**Goal of the exercise:** Please continue the worked solution for the equation of the line through (6, −5) that is perpendicular to 3x − (1/5)y = 3, picking up after its last sentence.

**Document segment:**

BEGIN

The slope intercept form of a straight-line equation is $y=mx+c$ where m is the slope and c is the y-intercept.

The product of slopes of perpendicular lines is $-1$.

The equation of a straight-line having slope m and passing through the point $\left(h,k\right)$ is given as $y-k=m\left(x-h\right)$.

It is given that the line passes through $\left(6,-5\right)$ and is perpendicular to $3x-\frac{1}{5}y=3$.

Then, $\left(h,k\right)=\left(6,-5\right)$.

$3x-\frac{1}{5}y=3$  (Given equation)

$3x-\frac{1}{5}y-3x=3-3x$  (Subtract $3x$ from both sides)

$-\frac{1}{5}y=3-3x$  (Simplify)

$-\frac{1}{5}y\left(-5\right)=-5\left(3-3x\right)$  (Multiply both sides by -5)

$y=15x-15$  (Simplify)

Comparing $y=15x-15$ to $y=mx+c$, $m=15$.

So, the slope of $y=15x-15$ is $15$.

Thus, the slope of the required line, as it is perpendicular to $y=15x-15$, is $-\frac{1}{15}$.

END

**Dataset extract:**

BEGIN

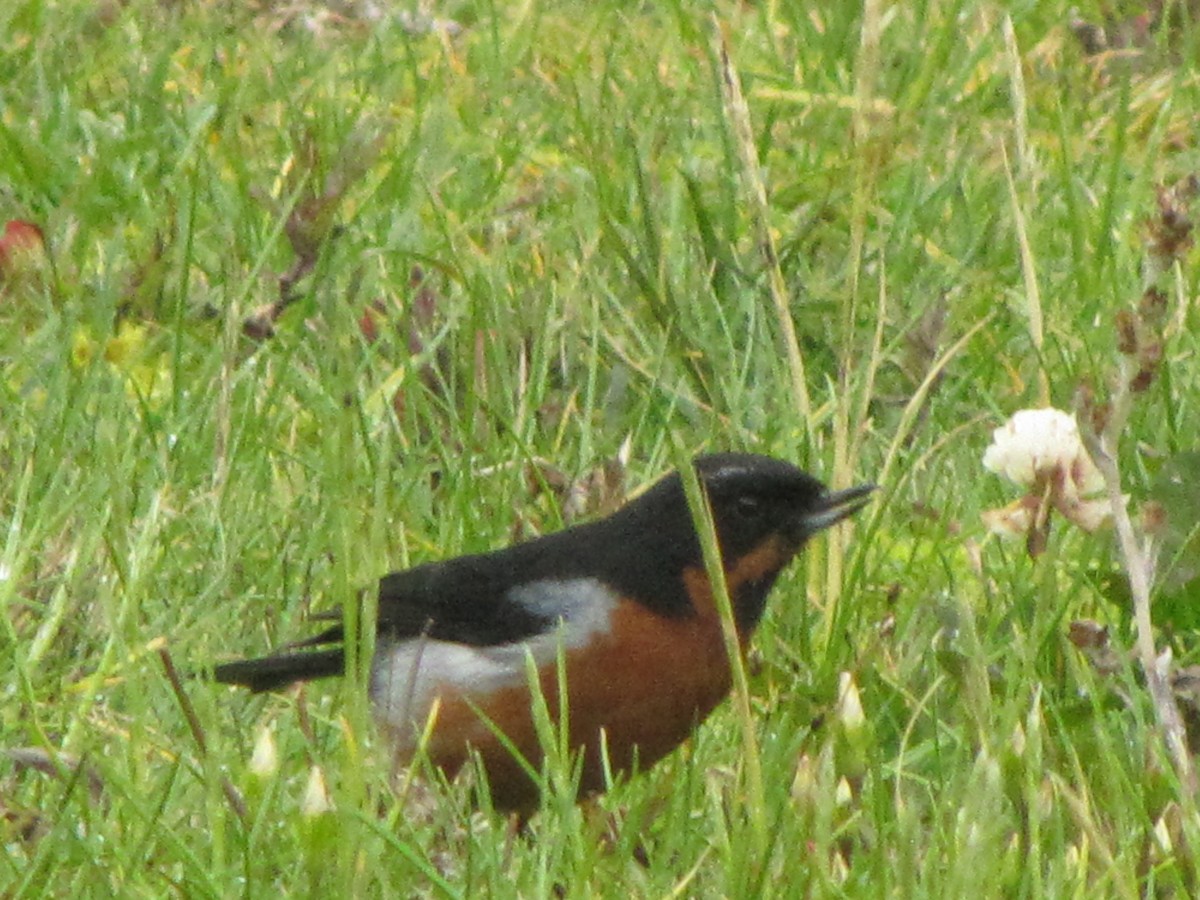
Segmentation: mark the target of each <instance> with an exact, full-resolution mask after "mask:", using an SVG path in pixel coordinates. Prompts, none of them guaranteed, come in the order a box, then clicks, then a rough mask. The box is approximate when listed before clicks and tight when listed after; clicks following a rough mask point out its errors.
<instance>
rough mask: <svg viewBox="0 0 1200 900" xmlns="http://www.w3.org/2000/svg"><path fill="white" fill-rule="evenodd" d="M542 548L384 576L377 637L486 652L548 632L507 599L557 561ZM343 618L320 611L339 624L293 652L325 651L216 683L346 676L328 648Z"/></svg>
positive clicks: (496, 553)
mask: <svg viewBox="0 0 1200 900" xmlns="http://www.w3.org/2000/svg"><path fill="white" fill-rule="evenodd" d="M542 540H545V539H542ZM539 542H540V541H530V542H529V544H528V545H522V546H520V547H510V548H508V550H504V551H498V552H494V553H484V554H479V556H467V557H458V558H456V559H449V560H446V562H443V563H428V564H426V565H419V566H416V568H414V569H406V570H403V571H398V572H392V574H391V575H388V576H385V577H384V578H383V580H382V581H380V582H379V607H378V617H377V631H378V634H379V636H380V637H388V638H391V640H404V638H412V637H420V636H425V637H428V638H430V640H434V641H451V642H455V643H462V644H469V646H474V647H487V646H493V644H500V643H512V642H516V641H522V640H524V638H527V637H533V636H534V635H538V634H541V632H544V631H545V630H546V629H547V628H548V626H551V625H552V622H553V620H552V619H551V618H547V617H546V616H541V614H538V613H535V612H533V611H530V610H528V608H526V607H524V606H522V605H521V604H520V602H516V601H514V600H512V598H511V596H510V595H509V592H510V589H511V588H512V587H515V586H518V584H523V583H527V582H528V581H529V580H532V578H536V577H539V575H538V574H539V571H540V570H541V569H542V568H544V560H546V559H553V558H554V556H553V548H544V547H539V546H536V545H538V544H539ZM547 550H550V553H547V552H546V551H547ZM341 614H342V613H341V611H338V610H334V611H330V612H325V613H322V614H320V617H319V618H323V619H335V620H337V624H335V625H331V626H330V628H328V629H325V630H324V631H322V632H320V634H318V635H316V636H313V637H311V638H308V640H306V641H302V642H300V643H296V644H293V647H294V648H313V647H324V649H300V650H296V652H288V653H281V654H275V655H270V656H264V658H260V659H251V660H239V661H235V662H224V664H222V665H218V666H216V667H215V668H214V677H215V678H216V680H218V682H223V683H226V684H240V685H244V686H246V688H250V689H251V690H253V691H268V690H275V689H277V688H282V686H284V685H288V684H290V683H293V682H301V680H310V679H313V678H324V677H329V676H337V674H342V673H343V672H344V668H346V660H344V653H343V649H342V647H341V646H336V647H329V644H342V643H343V641H344V640H346V635H344V631H343V628H342V623H341V622H340V619H341Z"/></svg>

END

**Written response:**
 Then, $m=-\frac{1}{15}$.

Put $m=-\frac{1}{15}$ and $\left(h,k\right)=\left(6,-5\right)$ in $y-k=m\left(x-h\right)$ to get,

$y-\left(-5\right)=-\frac{1}{15}\left(x-6\right)$

$y+5=-\frac{1}{15}\left(x-6\right)$  (Simplify)

$y+5=-\frac{1}{15}x+\frac{2}{5}$  (Distributive property)

$y+5-5=-\frac{1}{15}x+\frac{2}{5}-5$  (Subtract 5 from both sides)

$y=-\frac{1}{15}x-\frac{23}{5}$  (Simplify)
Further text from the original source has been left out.